══ Data excerpts ══
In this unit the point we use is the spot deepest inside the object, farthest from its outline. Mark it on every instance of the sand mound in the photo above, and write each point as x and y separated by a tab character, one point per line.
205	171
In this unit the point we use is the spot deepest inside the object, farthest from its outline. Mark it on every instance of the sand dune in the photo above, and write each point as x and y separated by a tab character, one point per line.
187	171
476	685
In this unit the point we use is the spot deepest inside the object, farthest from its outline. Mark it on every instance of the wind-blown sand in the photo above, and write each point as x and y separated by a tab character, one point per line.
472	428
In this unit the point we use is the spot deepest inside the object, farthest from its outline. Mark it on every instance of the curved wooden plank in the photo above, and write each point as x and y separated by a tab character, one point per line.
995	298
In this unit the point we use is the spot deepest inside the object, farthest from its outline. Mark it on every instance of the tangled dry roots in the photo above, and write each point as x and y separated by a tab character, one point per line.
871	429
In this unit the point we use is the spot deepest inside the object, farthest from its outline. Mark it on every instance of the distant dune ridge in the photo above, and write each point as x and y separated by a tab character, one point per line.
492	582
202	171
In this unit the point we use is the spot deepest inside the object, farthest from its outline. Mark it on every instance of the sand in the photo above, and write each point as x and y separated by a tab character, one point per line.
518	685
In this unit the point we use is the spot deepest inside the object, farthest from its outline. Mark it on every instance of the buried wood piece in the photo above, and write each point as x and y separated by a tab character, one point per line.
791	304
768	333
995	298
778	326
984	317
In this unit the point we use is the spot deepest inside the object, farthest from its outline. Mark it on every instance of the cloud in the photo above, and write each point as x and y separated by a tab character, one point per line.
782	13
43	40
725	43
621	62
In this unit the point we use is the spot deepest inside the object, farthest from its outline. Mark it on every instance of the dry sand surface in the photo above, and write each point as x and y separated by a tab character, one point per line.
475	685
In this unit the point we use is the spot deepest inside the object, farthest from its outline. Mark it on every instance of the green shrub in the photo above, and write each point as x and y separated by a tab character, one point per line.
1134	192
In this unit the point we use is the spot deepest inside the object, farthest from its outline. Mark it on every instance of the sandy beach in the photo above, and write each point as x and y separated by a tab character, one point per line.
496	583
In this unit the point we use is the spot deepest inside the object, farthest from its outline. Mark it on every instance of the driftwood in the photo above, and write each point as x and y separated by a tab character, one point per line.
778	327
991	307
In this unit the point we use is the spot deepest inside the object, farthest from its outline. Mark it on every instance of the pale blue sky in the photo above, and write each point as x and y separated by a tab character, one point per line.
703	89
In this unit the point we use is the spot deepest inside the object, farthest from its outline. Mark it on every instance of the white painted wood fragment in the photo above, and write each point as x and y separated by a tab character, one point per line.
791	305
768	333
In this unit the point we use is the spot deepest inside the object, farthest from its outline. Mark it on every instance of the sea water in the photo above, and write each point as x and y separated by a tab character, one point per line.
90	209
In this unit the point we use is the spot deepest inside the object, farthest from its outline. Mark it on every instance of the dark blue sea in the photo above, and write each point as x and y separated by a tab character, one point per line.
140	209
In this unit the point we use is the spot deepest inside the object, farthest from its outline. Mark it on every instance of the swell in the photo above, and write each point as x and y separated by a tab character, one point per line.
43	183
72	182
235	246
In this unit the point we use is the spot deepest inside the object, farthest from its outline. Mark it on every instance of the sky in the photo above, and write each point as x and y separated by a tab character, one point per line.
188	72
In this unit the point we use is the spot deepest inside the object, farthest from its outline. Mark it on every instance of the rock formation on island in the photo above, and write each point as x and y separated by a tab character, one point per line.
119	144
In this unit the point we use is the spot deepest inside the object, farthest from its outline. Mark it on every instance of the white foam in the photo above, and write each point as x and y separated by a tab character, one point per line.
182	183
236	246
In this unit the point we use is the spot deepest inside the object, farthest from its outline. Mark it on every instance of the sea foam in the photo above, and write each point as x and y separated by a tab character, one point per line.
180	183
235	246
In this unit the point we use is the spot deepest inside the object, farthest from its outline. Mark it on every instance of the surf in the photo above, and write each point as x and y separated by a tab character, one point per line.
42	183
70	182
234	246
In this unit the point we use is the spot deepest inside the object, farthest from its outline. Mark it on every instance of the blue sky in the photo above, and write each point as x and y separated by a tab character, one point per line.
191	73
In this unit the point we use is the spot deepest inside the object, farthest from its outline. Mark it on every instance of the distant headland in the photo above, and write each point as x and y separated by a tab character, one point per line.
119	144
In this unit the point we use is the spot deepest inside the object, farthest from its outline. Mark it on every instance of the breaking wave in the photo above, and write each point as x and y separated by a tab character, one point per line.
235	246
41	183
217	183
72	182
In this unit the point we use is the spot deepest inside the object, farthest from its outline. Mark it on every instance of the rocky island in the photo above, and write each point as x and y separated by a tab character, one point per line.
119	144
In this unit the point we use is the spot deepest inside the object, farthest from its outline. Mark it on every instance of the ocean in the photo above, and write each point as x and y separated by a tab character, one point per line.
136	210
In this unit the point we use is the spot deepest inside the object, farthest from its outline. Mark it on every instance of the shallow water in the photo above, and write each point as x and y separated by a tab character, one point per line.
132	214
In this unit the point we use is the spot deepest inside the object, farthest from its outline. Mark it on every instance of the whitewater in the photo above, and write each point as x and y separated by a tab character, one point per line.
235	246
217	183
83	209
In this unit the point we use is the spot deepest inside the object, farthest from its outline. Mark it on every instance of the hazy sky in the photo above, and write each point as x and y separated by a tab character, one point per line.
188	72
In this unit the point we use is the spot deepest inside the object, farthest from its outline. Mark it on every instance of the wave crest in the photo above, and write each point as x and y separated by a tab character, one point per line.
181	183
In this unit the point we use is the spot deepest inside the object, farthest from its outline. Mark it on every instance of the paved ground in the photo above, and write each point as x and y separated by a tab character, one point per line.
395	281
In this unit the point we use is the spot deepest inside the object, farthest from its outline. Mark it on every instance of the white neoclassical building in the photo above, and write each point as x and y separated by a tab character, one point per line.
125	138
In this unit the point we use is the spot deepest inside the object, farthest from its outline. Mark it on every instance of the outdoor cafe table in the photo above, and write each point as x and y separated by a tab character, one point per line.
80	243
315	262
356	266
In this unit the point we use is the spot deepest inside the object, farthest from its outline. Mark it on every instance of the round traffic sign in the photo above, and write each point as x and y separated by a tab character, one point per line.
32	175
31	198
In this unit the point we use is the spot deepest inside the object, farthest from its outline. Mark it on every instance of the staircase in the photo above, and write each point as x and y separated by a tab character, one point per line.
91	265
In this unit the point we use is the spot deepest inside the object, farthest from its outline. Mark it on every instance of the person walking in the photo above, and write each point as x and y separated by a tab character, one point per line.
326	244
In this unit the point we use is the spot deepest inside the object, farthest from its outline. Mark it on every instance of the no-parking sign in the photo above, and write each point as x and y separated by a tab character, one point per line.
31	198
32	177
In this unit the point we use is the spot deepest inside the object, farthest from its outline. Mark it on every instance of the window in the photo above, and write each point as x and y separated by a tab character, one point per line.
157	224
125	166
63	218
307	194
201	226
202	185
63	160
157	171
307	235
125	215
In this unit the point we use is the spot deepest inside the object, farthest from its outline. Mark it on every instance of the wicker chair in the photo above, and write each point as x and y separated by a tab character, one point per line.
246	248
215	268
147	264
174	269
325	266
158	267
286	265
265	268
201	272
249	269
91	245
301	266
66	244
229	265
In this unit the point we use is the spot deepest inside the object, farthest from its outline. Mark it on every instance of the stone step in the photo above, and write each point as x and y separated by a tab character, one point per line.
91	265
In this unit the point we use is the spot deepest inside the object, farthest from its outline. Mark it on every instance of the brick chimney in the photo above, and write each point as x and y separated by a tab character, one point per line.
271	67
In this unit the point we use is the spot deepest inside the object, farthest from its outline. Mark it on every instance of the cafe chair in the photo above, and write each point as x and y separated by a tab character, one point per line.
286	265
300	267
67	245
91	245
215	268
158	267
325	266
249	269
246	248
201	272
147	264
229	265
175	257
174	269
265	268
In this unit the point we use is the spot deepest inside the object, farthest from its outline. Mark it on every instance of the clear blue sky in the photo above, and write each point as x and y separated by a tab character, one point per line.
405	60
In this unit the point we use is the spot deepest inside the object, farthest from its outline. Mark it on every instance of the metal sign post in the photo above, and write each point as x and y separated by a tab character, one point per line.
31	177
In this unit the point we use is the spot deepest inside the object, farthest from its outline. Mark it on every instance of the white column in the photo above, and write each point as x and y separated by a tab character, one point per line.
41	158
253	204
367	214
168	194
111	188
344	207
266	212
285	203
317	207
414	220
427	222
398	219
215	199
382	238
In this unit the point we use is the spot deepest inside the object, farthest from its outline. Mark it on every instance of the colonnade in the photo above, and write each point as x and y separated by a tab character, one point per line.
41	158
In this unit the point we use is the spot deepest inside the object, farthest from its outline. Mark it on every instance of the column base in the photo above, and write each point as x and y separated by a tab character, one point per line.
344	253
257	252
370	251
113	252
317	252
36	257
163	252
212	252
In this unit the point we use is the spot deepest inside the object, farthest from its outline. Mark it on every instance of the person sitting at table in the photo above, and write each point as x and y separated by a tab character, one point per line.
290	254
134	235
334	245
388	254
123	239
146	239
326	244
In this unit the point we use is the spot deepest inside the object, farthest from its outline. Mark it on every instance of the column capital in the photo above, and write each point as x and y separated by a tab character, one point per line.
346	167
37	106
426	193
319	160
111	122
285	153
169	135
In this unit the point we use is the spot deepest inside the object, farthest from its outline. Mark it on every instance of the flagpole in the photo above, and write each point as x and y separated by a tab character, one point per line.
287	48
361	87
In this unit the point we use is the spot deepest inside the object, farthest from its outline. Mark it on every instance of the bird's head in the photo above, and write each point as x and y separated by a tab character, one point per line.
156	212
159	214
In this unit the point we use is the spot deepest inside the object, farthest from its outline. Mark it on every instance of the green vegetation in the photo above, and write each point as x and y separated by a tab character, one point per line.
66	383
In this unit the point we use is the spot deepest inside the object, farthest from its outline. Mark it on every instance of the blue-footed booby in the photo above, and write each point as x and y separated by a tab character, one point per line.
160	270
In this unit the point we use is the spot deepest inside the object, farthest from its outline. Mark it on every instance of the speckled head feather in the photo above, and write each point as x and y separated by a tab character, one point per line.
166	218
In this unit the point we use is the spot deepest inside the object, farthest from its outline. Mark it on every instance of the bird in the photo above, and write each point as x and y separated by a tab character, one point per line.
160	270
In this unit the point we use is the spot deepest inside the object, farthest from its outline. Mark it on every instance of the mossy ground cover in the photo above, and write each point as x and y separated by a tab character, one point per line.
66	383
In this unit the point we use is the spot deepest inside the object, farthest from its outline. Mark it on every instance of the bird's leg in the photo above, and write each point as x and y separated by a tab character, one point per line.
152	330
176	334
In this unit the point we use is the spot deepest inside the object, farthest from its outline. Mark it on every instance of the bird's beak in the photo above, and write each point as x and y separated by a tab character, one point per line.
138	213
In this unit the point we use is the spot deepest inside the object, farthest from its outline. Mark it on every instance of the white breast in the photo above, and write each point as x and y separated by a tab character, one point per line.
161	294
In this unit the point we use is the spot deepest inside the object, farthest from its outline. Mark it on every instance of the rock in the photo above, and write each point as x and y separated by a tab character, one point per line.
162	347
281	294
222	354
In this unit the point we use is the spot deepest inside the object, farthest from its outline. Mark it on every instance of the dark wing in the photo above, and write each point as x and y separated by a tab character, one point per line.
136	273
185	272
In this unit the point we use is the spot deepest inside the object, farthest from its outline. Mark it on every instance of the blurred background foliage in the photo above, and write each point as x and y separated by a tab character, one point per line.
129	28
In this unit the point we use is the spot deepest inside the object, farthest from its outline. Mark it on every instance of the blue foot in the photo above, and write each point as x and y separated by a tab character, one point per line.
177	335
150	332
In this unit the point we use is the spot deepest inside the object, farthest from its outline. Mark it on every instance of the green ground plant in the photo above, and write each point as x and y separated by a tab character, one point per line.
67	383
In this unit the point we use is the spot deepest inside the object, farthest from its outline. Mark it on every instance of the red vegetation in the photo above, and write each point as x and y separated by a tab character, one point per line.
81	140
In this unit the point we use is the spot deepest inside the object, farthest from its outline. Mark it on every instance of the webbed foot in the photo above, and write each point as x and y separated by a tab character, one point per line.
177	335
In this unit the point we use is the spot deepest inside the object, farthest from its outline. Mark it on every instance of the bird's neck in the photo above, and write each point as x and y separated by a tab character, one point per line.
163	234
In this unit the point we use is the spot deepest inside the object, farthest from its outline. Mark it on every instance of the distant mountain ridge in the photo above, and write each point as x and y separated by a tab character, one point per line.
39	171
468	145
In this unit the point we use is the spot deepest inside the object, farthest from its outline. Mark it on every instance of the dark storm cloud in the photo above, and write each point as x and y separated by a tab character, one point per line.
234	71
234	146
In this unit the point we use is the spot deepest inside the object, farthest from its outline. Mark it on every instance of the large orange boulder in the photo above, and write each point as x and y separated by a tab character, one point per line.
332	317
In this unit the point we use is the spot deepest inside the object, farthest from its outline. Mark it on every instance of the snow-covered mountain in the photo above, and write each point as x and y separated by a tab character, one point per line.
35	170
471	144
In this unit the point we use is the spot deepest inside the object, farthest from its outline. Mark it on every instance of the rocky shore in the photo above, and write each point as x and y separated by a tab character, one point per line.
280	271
═══
▸ **The problem**
Copy exactly the line containing "of the large" and every line after it, ending with the last line of the records above.

▸ **The reply**
In this unit the point we use is the spot deepest inside the object, farthest from its outline. Mark it on every instance of the large orange boulder in the photo above, and write each point as x and y separated by a tab character, one point per line.
332	317
In this unit the point we use is the spot deepest inside the object, farthest from its outline. Mark it on every instance of the snow-covered mountain in the photo above, and write each point as x and y separated by a tab character, one point per line.
35	170
471	144
In this unit the point we use is the spot deepest inside the object, farthest from its outline. Mark it on every instance of the rocky shore in the photo above, and write each point as x and y separated by a tab character, one point per line.
280	271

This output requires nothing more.